■ Text shown:
>>>>
A forensic evaluation of Robert Card’s brain found that the Lewiston gunman likely was suffering from a traumatic brain injury when he shot and killed 18 people in Maine’s deadliest mass shooting in October.

Card was a longtime instructor at a U.S. Army hand grenade training range in New York state, where it is “believed he was exposed to thousands of low-level blasts,” according to findings that Card’s family released Wednesday through the Concussion Legacy Foundation.

Maine Shooting

Robert Card talks to New York state troopers in this image taken from an officer’s body camera video during an interview at Camp Smith in Cortlandt, New York, on July 16, 2023. The interview resulted in Card spending two weeks in a psychiatric hospital. WMTW-TV 8/New York State police via AP

Card’s body was found 48 hours after the Oct.25 shootings in a storage container in Lisbon. A medical examiner ruled he died from a self-inflicted gunshot wound.

Maine’s Office of the Chief Medical Examiner said in December that it sent some of Card’s brain tissue to Boston University, which has the nation’s largest brain bank focused on studying chronic traumatic encephalopathy, or CTE.

“Robert Card had evidence of traumatic brain injury. In the white matter, the nerve fibers that allow for communication between different areas of the brain, there was significant degeneration, axonal and myelin loss, inflammation, and small blood vessel injury. There was no evidence of chronic traumatic encephalopathy (CTE),” said Dr. Ann McKee, director of the Boston University CTE Center which performed the analysis.

“These findings align with our previous studies on the effects of blast injury in humans and experimental models. While I cannot say with certainty that these pathological findings underlie Mr. Card’s behavioral changes in the last 10 months of life, based on our previous work, brain injury likely played a role in his symptoms.”
<<<<
■ Task instructions:
Continue the news article about the examination of Robert Card's brain, starting after its final sentence.

■ Information:
>>>>
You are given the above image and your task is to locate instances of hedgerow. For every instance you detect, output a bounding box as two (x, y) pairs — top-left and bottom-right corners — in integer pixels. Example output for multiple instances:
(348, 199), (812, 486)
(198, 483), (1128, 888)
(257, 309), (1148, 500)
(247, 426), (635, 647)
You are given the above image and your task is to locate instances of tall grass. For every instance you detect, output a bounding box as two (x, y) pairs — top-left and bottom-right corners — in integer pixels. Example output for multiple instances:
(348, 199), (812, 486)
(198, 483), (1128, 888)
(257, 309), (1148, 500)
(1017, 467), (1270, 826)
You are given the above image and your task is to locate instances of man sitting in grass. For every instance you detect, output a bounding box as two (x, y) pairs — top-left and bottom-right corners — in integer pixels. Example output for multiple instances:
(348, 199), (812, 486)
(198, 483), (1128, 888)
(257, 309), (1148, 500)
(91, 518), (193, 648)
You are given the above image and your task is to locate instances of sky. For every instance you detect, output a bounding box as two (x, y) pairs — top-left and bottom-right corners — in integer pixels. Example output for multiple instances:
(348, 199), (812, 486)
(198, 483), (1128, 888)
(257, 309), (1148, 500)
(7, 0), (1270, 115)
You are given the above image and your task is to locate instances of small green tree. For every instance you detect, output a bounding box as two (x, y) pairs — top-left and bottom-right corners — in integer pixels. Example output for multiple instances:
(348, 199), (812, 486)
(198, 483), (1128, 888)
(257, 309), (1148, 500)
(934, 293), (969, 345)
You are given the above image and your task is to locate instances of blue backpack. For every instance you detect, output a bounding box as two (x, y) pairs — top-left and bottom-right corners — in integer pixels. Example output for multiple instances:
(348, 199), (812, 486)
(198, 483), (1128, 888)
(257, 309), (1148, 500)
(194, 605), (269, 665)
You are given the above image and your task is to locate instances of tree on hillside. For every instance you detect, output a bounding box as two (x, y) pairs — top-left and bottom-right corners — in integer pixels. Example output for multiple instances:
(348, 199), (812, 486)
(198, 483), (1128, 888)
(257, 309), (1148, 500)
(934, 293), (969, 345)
<<<<
■ Output of the task:
Research from the National Institutes of Health has linked traumatic brain injuries with personality changes, emotional disorders and cognitive decline.

In addition to sharing the results of the analysis, Card’s family also released a statement for the first time, expressing deep sadness for the victims, survivors and their loved ones.

Police and medical officials are seen the night of Oct. 25 outside Central Maine Medical Center in Lewiston after the mass shooting in the city. Russ Dillingham/Sun Journal, file

“We are hurting for you and with you, and it is hard to put into words how badly we wish we could undo what happened. While we cannot go back, we are releasing the findings of Robert’s brain study with the goal of supporting ongoing efforts to learn from this tragedy to ensure it never happens again.”

“We know it does not fully explain Robert’s actions, nor is it an excuse for the horrific suffering he caused, but we thank Dr. McKee for helping us understand his brain damage and how it may have impacted his mental health and behavior,” the statement says. “By releasing these findings, we hope to raise awareness of traumatic brain injury among military service members, and we encourage more research and support for military service members with traumatic brain injuries.”

The family said it would not be making further comments.

The foundation said Card’s brain will continue to be studied. The study of CTE has advanced in recent decades, including studies of the brains of deceased professional football players, who had concussions and were exposed to numerous lower-impact hits.


Card, 40, of Bowdoin, was a member of the U.S. Army Reserve and would run firearm and hand grenade trainings during annual events at the West Point base in New York. He was a longtime member of a Saco-based Army Reserve unit that regularly conducted training in New York, including last summer when he was hospitalized for two weeks after fellow reservists expressed concerns about his well-being.

Despite that hospitalization, as well as documented concerns by reserve members several weeks after he was released, Card had access to numerous firearms and was able to buy more prior to the shooting. Maine lawmakers are considering numerous gun reform proposals in the current legislative session, in response to the mass shooting

Reserve unit members had contacted Maine law enforcement in September to conduct a welfare check on Card because they feared he would become violent. Police were never able to connect with Card at his house in Bowdoin.

The finding that Card’s brain showed evidence of traumatic brain injury come as U.S. Army personnel are scheduled to testify Thursday morning before the state commission investigating the Lewiston shootings.

The testimony could shed more light on Card’s experience as a reservist and his declining mental health before the mass shooting.